*DOCUMENT SOURCE:*
********
Nad Sivaramen : “Le PM aurait dû agir sur la motion de blâme de Shakeel Mohamed”  

Interview

 

  • Pourquoi l’ICAC n’a-t-elle pas réagi ?

Nad Sivaramen ne donne nullement l’air de quelqu’un qui se laisse intimider ou affecter par les critiques et autres manifestations contre l’express. « Cela fait partie du jeu démocratique », dit-il sans amertume. Tout ce qui importe, selon le directeur des Publications de La Sentinelle Ltée (LSL), c’est que l’information prime. Dans l’entretien qu’il nous a accordé en fin de semaine, il revient sur les questions d’actualités, dont le récent cas impliquant la présidente de la République.

Zahirah RADHA

Q: Après l’affaire Abdool Rahim et celle plus récente concernant les associations socioculturelles, voilà que la présidente de la République s’en prend à l’express. Si vous pouviez retourner en arrière, auriez-vous fait les choses différemment?
********
*DONNÉES PRÉSENTÉES:*
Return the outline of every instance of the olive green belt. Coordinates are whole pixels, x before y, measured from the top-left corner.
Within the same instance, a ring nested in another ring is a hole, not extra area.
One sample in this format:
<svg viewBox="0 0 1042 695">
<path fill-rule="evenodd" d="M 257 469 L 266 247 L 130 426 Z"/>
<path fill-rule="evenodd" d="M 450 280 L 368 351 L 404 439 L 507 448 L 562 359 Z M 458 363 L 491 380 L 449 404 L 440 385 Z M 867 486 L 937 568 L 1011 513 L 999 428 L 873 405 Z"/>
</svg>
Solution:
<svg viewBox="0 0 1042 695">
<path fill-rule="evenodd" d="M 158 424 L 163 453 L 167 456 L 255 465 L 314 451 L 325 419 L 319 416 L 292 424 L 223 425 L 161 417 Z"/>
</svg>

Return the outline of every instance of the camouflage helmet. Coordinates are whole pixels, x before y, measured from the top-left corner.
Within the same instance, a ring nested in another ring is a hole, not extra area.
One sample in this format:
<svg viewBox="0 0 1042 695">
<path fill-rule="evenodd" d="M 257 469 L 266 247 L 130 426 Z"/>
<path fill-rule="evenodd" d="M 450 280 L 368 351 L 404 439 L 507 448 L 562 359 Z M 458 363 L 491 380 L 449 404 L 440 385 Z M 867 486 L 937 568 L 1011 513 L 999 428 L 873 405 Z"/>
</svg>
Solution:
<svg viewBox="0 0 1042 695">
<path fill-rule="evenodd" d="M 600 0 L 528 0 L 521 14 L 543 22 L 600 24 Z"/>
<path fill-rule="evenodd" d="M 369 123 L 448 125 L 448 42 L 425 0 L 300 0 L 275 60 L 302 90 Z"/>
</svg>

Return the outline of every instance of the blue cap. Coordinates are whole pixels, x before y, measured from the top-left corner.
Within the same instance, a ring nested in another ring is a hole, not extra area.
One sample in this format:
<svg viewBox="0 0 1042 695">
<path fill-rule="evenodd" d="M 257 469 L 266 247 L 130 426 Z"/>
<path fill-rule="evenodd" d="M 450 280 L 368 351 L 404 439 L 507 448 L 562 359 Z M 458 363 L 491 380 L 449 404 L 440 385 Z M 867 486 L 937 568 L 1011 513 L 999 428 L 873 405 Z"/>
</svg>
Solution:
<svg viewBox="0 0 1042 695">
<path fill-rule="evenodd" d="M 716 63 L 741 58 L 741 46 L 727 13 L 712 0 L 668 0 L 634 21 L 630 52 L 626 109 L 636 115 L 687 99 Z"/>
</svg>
********
*VOTRE TÂCHE:* D'après le document source, quelle fonction Nad Sivaramen occupe-t-il à La Sentinelle Ltée ? Répondez en une phrase, s'il vous plaît.

*RÉPONSE PROPOSÉE:* Il est directeur des Publications de La Sentinelle Ltée (LSL).